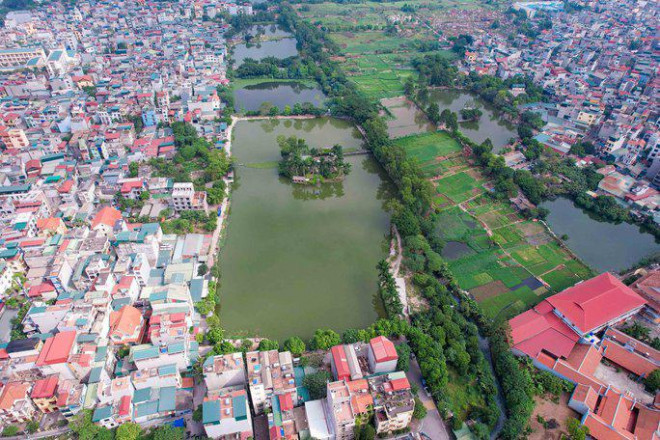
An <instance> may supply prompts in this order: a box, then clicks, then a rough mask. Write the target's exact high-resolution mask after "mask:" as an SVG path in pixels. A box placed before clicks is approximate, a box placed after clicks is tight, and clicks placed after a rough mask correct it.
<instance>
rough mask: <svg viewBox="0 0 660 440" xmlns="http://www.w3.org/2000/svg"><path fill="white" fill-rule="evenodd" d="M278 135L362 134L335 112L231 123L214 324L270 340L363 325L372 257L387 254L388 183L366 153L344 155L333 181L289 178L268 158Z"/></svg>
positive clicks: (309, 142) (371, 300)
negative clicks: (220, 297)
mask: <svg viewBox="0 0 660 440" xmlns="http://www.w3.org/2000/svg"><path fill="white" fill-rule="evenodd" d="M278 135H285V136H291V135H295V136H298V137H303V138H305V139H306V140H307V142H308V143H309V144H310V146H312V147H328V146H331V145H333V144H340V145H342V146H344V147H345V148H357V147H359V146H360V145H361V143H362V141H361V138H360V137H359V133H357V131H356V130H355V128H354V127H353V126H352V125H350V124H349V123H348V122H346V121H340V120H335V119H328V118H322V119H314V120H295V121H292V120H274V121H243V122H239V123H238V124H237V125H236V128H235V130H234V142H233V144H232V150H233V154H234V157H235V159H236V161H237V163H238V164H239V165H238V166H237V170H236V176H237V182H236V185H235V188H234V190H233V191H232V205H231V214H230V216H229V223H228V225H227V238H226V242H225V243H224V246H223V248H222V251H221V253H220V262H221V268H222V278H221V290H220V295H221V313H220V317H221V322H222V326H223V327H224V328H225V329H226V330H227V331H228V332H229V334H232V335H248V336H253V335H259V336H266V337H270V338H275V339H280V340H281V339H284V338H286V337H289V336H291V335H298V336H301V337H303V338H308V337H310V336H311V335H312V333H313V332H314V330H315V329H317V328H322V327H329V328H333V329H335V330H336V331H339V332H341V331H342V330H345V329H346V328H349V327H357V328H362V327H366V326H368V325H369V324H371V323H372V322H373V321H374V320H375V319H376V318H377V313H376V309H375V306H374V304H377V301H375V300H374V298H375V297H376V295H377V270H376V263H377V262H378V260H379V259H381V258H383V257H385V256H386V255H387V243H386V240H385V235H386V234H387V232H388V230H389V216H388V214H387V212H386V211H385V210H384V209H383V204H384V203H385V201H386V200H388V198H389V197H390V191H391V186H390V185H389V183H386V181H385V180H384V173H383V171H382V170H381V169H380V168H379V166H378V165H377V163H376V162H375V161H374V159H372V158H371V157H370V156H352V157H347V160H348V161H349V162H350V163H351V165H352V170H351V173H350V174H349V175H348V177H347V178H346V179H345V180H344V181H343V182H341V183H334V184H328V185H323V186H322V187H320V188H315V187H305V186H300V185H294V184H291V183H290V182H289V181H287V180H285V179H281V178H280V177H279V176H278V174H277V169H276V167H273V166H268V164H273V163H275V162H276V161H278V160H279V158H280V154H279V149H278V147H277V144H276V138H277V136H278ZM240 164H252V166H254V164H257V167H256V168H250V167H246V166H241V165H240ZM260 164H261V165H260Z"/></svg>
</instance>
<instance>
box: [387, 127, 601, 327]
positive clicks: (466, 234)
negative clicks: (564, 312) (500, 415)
--
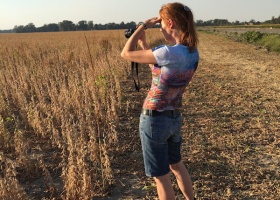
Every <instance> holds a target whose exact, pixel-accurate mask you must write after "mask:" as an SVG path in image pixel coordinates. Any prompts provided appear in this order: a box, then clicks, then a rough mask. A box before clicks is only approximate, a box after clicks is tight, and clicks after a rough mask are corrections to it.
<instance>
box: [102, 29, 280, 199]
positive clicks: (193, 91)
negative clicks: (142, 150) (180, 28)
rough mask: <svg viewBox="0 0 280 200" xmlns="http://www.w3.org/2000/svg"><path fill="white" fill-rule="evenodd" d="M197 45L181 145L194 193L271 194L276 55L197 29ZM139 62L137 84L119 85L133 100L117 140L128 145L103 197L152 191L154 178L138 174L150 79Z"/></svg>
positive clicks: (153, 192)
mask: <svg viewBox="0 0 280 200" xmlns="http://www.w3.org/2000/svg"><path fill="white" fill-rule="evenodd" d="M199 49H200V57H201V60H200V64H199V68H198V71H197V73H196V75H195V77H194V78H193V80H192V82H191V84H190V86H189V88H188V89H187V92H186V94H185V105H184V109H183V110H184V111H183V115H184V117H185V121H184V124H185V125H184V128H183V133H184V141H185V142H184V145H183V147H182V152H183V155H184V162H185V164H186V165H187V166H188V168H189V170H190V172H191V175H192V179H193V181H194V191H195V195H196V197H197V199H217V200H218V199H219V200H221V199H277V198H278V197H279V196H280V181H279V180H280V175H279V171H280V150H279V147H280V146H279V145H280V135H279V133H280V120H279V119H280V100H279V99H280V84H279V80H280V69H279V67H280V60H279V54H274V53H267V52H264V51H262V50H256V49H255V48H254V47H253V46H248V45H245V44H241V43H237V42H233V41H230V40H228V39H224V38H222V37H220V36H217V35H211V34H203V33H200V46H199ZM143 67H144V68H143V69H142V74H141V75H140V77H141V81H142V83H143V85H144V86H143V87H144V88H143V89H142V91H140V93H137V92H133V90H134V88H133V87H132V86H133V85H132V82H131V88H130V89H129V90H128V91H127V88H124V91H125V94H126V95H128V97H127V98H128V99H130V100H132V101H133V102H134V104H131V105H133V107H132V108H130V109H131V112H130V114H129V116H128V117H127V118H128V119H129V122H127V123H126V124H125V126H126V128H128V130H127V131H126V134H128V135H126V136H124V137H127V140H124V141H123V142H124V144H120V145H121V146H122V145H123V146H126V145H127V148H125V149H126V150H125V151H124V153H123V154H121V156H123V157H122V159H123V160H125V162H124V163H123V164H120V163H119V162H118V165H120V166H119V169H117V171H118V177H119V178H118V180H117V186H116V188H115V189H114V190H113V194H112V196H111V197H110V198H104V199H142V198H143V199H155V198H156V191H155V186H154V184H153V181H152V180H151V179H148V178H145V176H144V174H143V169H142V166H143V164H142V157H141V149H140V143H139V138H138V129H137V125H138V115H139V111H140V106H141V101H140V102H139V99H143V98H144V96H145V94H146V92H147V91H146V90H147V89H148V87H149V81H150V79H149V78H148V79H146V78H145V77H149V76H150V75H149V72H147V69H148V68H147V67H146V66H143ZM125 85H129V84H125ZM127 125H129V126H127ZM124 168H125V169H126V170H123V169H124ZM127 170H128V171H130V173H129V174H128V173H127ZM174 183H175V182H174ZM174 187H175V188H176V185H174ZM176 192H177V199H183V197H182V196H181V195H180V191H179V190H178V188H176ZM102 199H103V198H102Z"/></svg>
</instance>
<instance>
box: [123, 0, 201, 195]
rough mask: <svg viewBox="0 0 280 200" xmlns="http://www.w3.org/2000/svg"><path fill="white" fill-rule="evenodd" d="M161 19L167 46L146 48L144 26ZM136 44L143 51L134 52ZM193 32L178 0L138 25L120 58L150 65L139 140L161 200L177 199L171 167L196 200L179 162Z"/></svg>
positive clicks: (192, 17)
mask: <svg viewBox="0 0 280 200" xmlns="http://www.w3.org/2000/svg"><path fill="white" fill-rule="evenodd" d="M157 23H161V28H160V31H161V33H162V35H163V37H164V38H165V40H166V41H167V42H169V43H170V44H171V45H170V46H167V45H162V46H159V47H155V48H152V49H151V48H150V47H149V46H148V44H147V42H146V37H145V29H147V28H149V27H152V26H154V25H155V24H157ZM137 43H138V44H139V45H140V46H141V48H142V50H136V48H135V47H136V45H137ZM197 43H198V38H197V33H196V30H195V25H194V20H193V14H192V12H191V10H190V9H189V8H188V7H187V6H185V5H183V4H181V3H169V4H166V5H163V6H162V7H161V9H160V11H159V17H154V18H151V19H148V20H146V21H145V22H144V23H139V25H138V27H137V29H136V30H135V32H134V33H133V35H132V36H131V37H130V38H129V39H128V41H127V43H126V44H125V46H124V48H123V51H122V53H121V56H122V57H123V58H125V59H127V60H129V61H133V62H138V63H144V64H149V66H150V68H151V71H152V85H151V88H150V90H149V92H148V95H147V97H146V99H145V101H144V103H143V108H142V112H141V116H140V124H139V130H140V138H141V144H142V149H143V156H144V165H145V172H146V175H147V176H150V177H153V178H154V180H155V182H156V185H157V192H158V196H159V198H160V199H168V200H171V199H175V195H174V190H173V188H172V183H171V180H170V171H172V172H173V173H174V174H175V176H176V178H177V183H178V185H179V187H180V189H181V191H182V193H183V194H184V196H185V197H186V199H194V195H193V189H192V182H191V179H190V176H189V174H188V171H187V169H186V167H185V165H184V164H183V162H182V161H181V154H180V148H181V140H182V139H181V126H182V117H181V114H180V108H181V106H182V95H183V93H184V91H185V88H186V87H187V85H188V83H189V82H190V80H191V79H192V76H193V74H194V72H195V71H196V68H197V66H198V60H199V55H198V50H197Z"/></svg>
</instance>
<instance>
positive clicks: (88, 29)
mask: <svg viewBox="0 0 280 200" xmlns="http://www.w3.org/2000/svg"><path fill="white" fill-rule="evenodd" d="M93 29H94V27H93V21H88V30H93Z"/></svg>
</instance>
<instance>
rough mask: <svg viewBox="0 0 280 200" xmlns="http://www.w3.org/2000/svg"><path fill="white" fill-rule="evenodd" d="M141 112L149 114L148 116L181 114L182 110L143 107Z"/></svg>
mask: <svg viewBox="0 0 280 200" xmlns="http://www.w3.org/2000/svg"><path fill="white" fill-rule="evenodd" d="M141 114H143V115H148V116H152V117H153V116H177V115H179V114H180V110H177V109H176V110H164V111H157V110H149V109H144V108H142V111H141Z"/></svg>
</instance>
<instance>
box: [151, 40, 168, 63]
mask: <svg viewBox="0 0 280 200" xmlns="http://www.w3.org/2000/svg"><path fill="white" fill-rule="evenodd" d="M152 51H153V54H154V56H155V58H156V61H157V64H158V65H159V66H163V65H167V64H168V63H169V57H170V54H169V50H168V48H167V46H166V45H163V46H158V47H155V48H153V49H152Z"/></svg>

◆ What to work on ◆
Using the records above, set down exactly the lines from the one with "An <instance> may" through the one with "positive clicks: (309, 142) (371, 300)", inclusive, and nothing more.

◆ Result for this exercise ◆
An <instance> may supply prompts in this order: a box, then clicks, then a rough mask. Write the target's exact high-resolution mask after "mask:" as an SVG path in pixels. A box placed before clicks is approximate, a box placed after clicks is tight, and clicks placed after a rough mask correct it.
<instance>
rough mask: <svg viewBox="0 0 660 440" xmlns="http://www.w3.org/2000/svg"><path fill="white" fill-rule="evenodd" d="M278 135L362 134L335 112L231 123L214 324L270 340L363 325L372 257L387 254L388 183L366 153L344 155L333 181L289 178L268 158Z"/></svg>
positive clicks: (309, 142) (371, 300)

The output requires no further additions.